## Work to be completed
Report each line of the records below that holds the word "with".

_ _ _ _ _ _ _

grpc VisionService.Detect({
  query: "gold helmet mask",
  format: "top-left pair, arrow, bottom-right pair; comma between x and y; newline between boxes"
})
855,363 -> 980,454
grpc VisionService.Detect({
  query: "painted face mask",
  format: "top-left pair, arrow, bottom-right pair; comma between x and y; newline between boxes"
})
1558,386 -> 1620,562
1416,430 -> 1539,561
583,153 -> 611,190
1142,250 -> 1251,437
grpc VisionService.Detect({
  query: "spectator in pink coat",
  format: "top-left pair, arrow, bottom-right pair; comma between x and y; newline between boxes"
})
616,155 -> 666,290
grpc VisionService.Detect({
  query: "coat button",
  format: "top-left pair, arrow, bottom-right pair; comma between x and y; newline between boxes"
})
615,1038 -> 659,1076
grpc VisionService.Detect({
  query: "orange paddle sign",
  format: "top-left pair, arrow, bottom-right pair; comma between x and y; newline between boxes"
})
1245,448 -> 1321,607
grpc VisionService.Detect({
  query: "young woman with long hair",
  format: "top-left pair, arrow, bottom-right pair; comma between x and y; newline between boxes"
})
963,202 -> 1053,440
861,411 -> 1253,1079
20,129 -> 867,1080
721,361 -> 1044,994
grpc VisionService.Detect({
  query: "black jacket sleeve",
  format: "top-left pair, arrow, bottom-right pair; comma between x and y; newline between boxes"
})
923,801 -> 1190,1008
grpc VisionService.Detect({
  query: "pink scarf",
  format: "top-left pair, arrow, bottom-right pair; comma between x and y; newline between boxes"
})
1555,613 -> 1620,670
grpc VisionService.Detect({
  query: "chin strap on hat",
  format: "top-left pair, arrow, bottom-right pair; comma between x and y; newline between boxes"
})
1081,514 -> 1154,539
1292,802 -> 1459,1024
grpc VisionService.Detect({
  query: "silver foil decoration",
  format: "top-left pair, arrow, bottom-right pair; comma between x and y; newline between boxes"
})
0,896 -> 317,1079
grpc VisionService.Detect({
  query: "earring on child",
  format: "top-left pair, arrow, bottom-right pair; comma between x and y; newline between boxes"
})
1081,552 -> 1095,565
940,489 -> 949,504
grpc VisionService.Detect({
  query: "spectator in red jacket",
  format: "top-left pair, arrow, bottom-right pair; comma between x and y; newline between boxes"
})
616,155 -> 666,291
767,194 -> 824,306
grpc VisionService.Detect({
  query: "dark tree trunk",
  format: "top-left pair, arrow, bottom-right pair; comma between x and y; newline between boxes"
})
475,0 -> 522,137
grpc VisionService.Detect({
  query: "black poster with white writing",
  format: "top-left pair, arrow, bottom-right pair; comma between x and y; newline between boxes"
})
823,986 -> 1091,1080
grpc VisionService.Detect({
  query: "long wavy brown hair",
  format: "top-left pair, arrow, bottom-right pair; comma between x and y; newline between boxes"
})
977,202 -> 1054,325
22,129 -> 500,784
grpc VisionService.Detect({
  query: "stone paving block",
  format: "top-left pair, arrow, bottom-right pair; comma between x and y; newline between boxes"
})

_ _ _ _ _ _ _

## Written reply
  query: "young woman with long hair",
  query: "black poster with white writing",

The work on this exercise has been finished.